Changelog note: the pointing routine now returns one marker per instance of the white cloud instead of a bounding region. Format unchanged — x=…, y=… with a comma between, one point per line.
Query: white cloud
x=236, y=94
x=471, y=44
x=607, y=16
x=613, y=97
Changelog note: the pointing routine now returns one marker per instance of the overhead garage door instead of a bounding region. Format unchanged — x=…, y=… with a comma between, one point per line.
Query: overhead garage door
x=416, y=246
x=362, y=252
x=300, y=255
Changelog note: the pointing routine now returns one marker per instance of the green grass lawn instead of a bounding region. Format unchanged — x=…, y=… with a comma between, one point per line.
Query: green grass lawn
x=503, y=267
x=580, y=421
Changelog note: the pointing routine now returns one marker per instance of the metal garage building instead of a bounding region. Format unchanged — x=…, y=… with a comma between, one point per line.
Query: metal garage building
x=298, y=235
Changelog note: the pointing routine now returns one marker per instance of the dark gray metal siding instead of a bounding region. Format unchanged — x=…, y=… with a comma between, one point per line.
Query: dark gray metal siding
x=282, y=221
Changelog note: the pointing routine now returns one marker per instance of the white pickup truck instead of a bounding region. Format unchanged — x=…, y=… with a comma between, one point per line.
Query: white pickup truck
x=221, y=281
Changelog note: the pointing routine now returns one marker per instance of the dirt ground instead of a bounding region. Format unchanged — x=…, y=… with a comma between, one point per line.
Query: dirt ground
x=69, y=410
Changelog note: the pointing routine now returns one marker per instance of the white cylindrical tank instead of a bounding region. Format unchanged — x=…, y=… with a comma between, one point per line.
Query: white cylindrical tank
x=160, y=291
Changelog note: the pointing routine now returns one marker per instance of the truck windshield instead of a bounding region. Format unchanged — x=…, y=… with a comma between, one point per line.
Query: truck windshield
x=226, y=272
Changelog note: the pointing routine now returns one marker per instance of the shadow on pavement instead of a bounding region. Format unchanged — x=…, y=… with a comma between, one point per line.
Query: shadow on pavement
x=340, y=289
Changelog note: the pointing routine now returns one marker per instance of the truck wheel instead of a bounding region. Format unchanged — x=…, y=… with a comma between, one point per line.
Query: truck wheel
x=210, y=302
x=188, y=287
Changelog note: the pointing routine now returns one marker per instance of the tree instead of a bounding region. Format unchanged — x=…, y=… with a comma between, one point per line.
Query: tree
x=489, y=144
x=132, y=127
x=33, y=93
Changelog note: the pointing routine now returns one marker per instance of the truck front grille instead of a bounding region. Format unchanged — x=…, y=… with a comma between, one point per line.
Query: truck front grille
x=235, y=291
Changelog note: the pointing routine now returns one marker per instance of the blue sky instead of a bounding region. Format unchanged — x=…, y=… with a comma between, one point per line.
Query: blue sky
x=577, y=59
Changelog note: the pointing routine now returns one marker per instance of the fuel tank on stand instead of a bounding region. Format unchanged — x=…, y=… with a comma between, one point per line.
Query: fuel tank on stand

----------

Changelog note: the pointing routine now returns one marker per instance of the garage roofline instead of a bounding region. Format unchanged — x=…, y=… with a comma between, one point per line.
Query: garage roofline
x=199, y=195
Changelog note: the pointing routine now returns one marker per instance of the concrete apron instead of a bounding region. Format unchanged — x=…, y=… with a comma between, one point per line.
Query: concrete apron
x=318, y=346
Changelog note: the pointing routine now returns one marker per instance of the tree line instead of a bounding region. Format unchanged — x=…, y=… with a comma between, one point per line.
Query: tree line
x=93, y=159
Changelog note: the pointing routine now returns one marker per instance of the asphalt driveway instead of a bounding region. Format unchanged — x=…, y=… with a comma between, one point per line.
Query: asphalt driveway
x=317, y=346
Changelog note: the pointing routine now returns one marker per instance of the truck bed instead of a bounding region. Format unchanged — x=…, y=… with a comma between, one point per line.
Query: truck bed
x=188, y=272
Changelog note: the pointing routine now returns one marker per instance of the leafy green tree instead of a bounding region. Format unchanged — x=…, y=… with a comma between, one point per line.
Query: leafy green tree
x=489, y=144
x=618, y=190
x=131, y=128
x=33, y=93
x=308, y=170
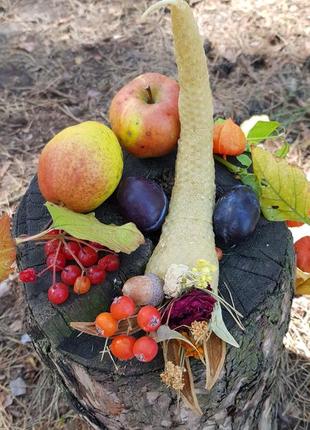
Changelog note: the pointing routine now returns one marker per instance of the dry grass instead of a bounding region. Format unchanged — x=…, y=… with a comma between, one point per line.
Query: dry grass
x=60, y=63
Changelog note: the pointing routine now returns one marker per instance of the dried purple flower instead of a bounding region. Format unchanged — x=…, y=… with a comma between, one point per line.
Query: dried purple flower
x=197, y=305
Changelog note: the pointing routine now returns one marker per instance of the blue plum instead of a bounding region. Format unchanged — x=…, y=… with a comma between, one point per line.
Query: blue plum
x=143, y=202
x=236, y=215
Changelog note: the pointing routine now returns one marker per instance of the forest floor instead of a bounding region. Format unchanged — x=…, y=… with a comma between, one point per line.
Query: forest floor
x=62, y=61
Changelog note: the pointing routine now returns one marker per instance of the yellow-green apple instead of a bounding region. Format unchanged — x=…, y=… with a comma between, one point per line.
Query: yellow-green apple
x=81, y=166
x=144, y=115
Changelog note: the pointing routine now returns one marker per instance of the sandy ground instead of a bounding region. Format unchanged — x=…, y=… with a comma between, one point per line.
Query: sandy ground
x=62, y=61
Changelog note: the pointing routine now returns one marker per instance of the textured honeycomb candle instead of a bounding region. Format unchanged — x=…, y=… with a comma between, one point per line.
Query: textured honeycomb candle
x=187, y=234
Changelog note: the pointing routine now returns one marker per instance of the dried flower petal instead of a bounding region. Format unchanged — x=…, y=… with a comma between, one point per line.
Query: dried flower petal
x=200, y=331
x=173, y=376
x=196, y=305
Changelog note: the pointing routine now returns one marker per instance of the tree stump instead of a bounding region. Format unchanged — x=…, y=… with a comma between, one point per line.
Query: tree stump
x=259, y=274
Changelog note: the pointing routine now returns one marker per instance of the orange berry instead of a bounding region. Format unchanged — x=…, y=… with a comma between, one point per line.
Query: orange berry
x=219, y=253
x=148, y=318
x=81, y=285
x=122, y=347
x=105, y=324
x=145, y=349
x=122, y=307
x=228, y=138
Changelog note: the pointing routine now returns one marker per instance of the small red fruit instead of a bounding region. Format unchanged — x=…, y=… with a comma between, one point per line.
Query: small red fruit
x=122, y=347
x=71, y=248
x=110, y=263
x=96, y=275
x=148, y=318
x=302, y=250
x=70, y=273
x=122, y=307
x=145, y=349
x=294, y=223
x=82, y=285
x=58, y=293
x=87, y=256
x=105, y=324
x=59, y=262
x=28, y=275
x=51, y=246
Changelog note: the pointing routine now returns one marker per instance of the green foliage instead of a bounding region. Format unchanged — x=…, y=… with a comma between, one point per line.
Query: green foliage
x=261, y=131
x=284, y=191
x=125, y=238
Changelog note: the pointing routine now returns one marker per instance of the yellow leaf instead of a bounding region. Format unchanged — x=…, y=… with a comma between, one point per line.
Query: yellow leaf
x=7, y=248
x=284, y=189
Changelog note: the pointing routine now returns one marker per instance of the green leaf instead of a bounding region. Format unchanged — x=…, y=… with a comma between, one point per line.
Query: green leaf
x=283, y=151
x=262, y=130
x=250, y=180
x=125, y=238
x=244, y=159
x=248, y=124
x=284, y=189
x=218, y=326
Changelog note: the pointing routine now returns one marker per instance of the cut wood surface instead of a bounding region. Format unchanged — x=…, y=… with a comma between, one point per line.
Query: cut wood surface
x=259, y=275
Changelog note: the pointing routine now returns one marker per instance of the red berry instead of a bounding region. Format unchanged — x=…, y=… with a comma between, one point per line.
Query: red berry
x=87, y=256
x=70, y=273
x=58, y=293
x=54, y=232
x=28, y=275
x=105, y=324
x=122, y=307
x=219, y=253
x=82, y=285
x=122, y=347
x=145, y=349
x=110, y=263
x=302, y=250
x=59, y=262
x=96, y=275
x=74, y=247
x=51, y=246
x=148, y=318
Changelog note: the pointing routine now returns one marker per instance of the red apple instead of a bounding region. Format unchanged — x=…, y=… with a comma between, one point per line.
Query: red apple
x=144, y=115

----------

### Problem details
Render the lines from the one containing "the white cloud" through the one containing "x=613, y=97", both included, as a Markdown table. Use the columns No. and Line, and leave out any blank lines.

### Written solution
| No. | Line |
|---|---|
| 1 | Changelog note: the pointing routine now returns one marker per instance of the white cloud instead of a bounding region. Format unchanged — x=…, y=… with a comma between, one point per line. |
| 2 | Query: white cloud |
| 3 | x=236, y=94 |
| 4 | x=471, y=44 |
| 5 | x=607, y=16 |
| 6 | x=613, y=97 |